__Selected extract__:
Rohrer did not consider dynamic compression of airways during forced expiration. Fry, Hyatt, and colleagues bridged this gap by making a three-dimensional analysis of lung mechanics with pressure, volume, and flow on the three axes (8, 9). The pressure–volume and pressure–flow relationships were already known, but the flow–volume diagram was not. Thus, they discovered the maximal expiratory flow–volume curve and they showed that it was independent of effort. To analyze the mechanism of effort independence, they looked at flow resistance in a new way by plotting pressure versus flow at a selected lung volume and created isovolume pressure–flow curves. These curves revealed that during expiration flow increased as driving pressure increased, but when pleural pressure became sufficiently positive, flow reached a maximum so that further increases in pressure resulted in no increase in flow. These maxima decreased systematically with volume. When the flow maxima were plotted as a function of lung volume the maximal expiratory flow–volume curve was reproduced.

These were empirical observations, and although Fry and Hyatt realized that flow limitation resulted from dynamic compression of intrathoracic airways, the parameters that determined flow, and how these were affected by disease, remained unknown. Nevertheless, they pioneered research that has led to a deep understanding of the FEV1, a measure that has long passed the test of time and that remains as respirology's commonest and most important test of lung function.

Stored items:
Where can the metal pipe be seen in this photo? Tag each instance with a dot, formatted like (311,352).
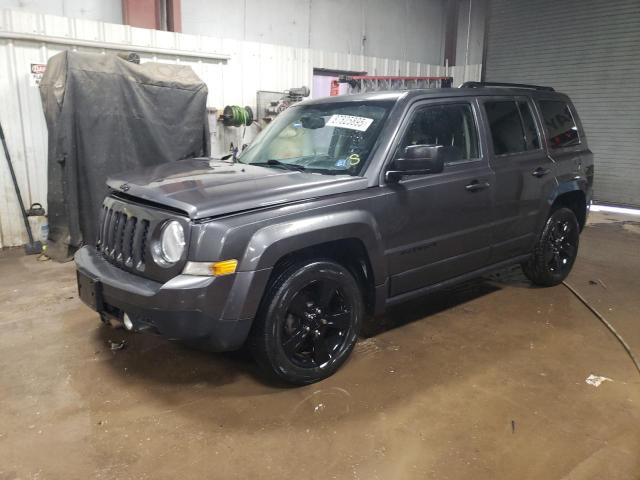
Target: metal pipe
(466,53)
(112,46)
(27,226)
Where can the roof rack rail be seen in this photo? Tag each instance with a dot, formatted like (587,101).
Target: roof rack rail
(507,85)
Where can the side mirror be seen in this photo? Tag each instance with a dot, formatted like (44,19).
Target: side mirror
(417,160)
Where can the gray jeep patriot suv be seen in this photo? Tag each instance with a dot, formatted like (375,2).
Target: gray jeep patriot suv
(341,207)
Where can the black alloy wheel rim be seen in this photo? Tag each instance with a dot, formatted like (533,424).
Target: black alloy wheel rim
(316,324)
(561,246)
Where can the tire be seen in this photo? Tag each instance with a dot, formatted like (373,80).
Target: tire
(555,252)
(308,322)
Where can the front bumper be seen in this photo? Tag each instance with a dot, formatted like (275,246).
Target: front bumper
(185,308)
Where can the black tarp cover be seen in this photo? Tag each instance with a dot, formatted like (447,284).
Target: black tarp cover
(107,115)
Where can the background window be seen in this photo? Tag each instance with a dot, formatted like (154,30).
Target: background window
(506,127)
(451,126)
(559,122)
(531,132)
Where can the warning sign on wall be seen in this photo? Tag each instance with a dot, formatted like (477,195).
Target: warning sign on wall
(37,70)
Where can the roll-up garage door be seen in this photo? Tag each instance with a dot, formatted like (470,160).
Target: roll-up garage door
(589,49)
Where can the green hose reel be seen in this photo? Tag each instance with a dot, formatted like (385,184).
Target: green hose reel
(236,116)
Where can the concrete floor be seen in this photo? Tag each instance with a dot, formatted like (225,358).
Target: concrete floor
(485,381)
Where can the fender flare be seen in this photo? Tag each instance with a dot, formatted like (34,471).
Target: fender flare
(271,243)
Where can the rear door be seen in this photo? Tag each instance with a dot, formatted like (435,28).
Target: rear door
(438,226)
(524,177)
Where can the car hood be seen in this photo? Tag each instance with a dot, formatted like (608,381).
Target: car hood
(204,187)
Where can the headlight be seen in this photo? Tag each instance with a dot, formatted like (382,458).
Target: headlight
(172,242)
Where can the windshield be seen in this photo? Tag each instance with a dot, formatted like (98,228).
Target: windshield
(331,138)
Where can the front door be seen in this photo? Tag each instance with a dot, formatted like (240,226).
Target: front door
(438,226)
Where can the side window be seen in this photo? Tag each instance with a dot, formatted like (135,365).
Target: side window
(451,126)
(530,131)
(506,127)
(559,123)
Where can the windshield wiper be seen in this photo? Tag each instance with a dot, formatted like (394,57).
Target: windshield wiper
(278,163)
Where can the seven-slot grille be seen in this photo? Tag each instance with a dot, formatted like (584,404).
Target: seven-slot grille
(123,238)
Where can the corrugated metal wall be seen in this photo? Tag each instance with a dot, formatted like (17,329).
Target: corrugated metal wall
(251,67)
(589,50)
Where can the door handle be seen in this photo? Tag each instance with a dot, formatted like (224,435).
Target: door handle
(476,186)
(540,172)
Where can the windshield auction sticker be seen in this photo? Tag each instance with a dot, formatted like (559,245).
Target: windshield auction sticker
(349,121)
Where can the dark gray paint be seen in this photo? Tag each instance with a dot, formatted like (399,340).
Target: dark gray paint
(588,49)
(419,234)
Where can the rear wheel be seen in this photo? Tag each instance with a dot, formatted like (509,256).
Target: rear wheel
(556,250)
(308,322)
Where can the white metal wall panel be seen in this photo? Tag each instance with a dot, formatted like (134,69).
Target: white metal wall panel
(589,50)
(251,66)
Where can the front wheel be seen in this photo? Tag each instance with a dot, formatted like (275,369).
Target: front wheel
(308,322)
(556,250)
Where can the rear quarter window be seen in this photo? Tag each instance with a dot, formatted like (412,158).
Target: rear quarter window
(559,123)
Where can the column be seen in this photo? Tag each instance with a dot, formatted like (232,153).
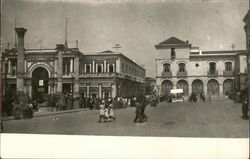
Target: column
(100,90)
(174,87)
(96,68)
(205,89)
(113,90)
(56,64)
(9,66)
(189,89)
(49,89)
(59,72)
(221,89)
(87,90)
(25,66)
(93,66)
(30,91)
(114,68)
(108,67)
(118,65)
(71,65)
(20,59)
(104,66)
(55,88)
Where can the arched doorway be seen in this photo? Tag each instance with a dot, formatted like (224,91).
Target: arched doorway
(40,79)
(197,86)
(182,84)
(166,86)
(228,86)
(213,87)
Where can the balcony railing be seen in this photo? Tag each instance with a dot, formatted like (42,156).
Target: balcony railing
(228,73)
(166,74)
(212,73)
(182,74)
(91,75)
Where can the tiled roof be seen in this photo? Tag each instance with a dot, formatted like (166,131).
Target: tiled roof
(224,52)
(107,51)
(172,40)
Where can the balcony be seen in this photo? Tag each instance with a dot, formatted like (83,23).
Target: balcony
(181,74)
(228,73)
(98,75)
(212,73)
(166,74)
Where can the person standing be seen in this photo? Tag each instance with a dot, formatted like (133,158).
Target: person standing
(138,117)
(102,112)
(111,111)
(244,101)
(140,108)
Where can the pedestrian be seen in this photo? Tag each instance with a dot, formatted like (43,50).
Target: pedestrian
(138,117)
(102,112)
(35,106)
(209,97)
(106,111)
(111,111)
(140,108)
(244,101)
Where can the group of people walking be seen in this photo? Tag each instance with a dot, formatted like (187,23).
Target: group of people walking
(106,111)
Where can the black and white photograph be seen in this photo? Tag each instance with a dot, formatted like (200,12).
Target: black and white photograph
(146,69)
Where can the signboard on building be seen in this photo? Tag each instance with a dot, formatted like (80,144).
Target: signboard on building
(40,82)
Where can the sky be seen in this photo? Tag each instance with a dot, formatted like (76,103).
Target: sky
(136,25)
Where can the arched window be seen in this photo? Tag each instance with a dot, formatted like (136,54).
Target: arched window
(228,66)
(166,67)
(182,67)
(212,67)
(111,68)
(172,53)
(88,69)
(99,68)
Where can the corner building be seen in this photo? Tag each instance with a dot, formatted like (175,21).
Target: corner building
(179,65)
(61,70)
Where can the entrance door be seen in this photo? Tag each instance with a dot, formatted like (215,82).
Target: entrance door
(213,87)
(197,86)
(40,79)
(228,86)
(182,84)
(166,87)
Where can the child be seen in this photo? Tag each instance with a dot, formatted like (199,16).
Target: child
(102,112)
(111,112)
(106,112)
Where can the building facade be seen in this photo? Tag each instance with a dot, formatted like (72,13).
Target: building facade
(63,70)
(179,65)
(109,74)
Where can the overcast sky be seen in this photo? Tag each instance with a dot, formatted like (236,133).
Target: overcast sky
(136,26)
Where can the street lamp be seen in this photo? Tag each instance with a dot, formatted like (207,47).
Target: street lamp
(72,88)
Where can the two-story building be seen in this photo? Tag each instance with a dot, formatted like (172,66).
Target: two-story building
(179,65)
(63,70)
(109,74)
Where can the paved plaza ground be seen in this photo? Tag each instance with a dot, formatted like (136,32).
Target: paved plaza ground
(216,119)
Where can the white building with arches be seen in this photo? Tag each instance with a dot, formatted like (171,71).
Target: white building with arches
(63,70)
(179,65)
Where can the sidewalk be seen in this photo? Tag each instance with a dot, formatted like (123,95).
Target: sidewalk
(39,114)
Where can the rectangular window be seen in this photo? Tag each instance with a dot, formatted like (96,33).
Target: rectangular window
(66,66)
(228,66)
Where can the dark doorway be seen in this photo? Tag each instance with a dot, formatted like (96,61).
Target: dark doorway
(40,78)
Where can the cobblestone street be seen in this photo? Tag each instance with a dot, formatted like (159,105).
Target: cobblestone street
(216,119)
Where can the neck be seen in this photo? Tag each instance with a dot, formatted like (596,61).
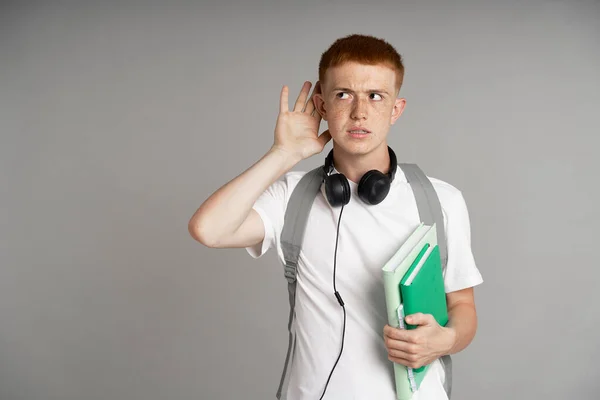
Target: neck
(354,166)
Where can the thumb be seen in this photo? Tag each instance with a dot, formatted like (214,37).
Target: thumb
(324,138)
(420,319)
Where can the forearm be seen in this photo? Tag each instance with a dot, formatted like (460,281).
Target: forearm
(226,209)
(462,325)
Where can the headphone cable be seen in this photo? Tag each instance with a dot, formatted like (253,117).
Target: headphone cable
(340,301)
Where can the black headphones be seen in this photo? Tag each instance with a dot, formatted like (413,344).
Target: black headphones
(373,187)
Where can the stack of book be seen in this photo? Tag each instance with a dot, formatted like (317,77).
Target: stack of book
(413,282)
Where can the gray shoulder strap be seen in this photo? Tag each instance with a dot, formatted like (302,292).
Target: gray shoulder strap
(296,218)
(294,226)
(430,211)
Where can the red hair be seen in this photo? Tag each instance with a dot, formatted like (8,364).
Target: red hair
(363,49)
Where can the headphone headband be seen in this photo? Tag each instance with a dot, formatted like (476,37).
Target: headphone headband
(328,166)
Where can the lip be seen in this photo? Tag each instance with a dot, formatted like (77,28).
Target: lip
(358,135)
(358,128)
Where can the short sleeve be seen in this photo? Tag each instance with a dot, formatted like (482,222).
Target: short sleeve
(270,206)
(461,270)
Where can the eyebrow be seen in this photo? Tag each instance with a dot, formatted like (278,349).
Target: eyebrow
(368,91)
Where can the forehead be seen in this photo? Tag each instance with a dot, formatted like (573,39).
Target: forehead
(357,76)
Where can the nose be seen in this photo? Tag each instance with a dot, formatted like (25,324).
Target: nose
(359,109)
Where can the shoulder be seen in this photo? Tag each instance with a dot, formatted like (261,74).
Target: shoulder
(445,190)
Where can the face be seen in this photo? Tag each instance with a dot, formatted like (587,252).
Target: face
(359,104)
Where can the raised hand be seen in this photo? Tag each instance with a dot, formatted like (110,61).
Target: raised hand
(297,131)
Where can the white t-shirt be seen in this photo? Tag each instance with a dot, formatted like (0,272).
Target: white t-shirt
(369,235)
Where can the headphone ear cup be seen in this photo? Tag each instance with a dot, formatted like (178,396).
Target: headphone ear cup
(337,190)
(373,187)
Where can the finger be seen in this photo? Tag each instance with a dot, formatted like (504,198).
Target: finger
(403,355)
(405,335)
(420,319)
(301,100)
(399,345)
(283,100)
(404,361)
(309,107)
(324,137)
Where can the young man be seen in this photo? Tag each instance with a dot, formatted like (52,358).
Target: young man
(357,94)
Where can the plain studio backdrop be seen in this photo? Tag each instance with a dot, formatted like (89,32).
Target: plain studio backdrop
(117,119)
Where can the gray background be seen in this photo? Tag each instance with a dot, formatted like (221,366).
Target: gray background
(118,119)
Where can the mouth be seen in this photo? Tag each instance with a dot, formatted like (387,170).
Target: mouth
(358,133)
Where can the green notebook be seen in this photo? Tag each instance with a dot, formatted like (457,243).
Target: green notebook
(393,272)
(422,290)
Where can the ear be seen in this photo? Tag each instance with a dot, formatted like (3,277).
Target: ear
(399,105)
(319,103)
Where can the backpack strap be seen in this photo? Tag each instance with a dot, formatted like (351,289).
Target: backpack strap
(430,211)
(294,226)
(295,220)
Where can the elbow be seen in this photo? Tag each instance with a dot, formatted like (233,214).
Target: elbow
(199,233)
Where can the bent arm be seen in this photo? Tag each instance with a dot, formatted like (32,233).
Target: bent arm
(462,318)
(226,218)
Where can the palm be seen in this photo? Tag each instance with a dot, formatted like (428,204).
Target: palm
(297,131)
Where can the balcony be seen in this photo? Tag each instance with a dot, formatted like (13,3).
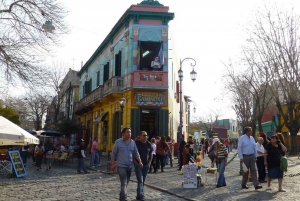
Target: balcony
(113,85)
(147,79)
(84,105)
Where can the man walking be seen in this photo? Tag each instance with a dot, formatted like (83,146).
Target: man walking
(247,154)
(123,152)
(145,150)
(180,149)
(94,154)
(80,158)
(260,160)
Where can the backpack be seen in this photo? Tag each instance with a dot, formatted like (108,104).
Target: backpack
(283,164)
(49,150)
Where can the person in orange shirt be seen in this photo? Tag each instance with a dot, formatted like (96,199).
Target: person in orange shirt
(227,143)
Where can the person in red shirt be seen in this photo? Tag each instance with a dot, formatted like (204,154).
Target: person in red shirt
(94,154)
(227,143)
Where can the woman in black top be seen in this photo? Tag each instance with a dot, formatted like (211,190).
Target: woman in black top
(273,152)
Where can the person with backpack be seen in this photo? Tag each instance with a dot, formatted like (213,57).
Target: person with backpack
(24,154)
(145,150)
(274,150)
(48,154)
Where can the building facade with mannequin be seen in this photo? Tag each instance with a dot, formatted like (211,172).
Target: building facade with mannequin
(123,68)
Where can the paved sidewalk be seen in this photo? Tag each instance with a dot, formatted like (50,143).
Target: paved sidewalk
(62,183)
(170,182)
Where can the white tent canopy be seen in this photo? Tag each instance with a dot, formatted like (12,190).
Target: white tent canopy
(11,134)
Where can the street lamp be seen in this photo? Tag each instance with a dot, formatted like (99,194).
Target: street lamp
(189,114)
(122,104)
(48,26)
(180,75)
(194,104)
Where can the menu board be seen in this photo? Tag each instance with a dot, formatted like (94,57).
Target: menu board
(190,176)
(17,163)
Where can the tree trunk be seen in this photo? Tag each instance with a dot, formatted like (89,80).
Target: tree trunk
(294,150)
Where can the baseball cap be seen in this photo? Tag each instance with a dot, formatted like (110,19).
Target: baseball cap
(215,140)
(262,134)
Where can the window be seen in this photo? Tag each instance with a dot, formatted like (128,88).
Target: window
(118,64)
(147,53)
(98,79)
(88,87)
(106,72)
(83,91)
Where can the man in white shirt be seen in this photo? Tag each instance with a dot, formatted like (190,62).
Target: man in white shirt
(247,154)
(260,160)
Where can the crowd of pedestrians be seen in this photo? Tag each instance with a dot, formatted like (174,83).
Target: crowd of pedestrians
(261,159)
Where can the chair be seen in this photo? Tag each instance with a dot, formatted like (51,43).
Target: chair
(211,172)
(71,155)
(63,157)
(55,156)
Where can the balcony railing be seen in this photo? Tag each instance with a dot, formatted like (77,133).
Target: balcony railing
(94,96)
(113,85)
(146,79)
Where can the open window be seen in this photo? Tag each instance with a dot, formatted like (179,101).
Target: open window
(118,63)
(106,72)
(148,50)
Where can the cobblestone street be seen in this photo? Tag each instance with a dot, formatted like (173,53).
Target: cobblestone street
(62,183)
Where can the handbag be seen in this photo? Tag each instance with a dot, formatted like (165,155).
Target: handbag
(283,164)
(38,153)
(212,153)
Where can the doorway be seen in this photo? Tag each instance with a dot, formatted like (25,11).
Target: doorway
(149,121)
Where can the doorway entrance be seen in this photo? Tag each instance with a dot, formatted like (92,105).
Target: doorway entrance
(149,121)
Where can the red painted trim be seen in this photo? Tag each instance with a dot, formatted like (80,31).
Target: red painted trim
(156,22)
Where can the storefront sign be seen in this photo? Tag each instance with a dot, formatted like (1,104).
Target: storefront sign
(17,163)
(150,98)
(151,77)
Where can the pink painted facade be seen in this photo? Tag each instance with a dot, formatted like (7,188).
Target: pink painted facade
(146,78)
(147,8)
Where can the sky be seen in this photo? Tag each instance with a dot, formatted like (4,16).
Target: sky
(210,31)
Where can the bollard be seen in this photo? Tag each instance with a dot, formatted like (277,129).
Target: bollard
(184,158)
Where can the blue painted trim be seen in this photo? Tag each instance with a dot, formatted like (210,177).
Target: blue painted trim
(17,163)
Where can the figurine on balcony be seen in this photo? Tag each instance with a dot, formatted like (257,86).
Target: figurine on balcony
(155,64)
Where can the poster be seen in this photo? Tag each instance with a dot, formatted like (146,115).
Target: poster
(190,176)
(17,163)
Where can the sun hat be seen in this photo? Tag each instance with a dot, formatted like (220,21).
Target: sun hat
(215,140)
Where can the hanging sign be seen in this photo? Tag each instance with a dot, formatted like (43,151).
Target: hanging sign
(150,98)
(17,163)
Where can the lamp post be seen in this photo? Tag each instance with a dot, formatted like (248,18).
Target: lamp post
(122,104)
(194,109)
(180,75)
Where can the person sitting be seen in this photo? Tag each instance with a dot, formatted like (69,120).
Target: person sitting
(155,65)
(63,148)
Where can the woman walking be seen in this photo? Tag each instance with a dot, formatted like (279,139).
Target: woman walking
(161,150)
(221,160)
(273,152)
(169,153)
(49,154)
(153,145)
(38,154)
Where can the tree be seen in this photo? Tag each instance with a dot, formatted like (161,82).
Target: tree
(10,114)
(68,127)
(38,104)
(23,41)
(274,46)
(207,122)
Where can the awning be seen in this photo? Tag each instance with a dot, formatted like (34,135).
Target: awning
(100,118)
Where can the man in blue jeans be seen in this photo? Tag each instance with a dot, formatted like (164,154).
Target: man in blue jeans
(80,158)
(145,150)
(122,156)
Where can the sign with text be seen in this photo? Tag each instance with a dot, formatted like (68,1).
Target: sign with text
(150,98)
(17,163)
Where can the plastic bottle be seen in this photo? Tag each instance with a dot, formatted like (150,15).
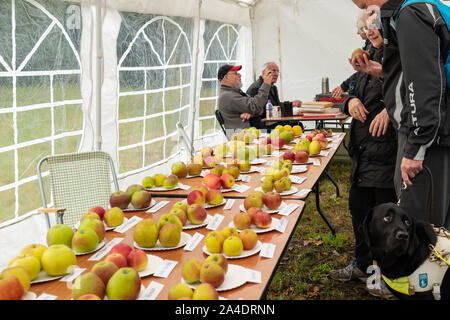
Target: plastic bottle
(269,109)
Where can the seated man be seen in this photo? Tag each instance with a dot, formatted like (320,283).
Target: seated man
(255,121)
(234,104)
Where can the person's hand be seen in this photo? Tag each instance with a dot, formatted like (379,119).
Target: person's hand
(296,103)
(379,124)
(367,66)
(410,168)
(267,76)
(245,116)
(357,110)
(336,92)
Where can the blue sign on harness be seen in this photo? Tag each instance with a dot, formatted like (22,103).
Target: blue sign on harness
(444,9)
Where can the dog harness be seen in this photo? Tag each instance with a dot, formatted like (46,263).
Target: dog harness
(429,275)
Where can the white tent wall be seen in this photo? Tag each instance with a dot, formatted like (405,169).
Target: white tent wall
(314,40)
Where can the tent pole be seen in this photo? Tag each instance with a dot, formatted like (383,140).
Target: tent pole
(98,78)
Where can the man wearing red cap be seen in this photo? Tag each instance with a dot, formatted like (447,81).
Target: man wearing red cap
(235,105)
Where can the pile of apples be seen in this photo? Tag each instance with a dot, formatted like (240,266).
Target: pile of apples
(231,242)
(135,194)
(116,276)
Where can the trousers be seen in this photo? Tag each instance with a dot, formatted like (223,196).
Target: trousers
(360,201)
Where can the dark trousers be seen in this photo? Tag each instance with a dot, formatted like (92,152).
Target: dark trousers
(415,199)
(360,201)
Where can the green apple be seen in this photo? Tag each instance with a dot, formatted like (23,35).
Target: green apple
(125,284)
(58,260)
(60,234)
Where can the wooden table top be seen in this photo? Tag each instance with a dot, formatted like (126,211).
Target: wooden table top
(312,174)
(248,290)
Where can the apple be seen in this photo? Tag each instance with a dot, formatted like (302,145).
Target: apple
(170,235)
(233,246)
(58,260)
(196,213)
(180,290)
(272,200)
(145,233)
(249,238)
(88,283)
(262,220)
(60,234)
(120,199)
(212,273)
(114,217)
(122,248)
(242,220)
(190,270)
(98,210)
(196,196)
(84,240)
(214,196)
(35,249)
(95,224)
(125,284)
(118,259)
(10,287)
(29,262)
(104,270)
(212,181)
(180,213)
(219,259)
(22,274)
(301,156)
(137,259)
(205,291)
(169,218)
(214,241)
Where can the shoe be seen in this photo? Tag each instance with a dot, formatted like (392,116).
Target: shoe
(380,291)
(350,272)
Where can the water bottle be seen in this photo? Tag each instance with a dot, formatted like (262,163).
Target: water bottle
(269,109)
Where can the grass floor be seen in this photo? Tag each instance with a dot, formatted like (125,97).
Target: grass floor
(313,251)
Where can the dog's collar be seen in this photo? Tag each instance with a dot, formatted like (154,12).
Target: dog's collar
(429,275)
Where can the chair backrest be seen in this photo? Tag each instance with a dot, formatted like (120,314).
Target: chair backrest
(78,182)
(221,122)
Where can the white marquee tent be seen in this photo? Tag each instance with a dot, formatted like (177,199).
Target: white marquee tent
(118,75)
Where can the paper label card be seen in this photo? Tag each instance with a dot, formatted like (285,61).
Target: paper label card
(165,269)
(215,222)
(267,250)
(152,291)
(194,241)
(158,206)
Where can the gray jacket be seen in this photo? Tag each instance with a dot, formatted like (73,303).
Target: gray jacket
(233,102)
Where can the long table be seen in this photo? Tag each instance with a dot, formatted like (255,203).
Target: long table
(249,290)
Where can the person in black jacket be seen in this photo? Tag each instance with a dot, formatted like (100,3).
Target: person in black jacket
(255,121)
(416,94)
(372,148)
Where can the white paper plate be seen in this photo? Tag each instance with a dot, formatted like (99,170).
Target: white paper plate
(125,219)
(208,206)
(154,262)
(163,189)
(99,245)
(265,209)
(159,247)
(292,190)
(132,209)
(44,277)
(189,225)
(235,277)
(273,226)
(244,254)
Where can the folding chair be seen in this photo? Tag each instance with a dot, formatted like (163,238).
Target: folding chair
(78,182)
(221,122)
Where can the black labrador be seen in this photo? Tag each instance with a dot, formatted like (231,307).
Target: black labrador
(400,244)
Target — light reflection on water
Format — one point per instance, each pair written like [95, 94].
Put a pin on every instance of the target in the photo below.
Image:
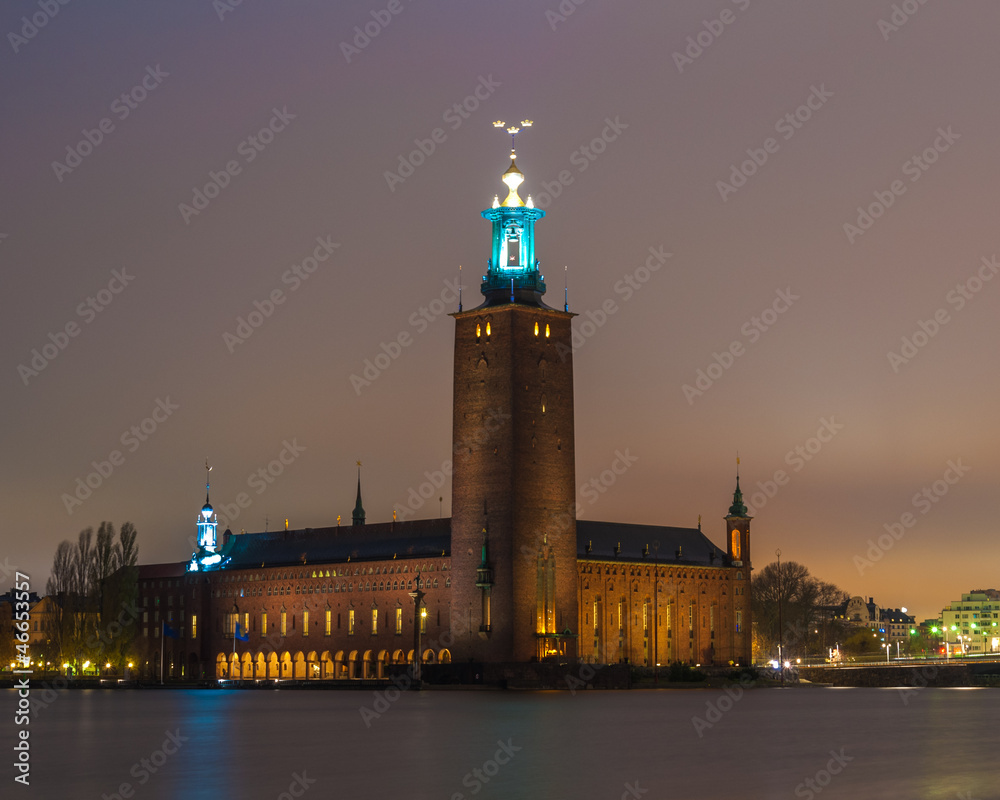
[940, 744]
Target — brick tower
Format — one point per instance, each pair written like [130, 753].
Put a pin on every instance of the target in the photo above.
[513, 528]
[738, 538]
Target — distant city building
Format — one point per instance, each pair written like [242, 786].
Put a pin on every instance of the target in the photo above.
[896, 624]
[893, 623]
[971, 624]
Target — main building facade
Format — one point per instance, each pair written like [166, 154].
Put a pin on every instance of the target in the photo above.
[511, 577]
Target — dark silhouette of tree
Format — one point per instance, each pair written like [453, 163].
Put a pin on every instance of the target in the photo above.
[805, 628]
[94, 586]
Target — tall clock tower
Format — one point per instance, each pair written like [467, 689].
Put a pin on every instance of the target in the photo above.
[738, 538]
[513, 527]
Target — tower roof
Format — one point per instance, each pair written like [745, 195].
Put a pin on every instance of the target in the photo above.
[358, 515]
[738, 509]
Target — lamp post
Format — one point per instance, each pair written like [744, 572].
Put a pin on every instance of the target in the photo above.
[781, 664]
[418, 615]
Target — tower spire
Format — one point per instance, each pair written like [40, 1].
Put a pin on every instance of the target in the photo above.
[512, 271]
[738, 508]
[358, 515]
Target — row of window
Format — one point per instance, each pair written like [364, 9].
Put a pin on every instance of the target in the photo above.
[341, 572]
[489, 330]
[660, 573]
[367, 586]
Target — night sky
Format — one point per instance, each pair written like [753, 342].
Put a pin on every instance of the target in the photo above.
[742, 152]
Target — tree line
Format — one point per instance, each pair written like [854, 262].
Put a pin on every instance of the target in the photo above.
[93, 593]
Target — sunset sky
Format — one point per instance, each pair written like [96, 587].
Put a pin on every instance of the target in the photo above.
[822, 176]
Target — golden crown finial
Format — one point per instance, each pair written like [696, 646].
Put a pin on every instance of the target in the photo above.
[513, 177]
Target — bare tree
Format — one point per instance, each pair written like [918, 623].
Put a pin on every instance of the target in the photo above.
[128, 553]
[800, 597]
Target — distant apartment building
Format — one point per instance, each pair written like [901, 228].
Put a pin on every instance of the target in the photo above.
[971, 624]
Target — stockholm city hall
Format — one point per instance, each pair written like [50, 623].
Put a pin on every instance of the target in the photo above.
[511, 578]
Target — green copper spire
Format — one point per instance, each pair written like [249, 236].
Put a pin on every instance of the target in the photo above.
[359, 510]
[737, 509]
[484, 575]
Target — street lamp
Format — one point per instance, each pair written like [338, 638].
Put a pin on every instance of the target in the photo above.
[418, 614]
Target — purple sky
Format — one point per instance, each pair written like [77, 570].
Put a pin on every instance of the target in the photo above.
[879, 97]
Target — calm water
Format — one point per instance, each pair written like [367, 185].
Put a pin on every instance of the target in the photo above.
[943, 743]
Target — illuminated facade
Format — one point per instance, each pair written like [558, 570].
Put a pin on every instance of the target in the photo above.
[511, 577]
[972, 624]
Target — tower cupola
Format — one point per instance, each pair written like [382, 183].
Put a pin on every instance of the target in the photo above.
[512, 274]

__Actions to take__:
• A. Transcribe the passage on lung mechanics from "These were empirical" up to and including "of lung function.".
• B. In the passage on lung mechanics, what did Fry and Hyatt realize flow limitation resulted from?

__Per-task answers__:
• A.
These were empirical observations, and although Fry and Hyatt realized that flow limitation resulted from dynamic compression of intrathoracic airways, the parameters that determined flow, and how these were affected by disease, remained unknown. Nevertheless, they pioneered research that has led to a deep understanding of the FEV1, a measure that has long passed the test of time and that remains as respirology's commonest and most important test of lung function.

• B. Dynamic compression of intrathoracic airways.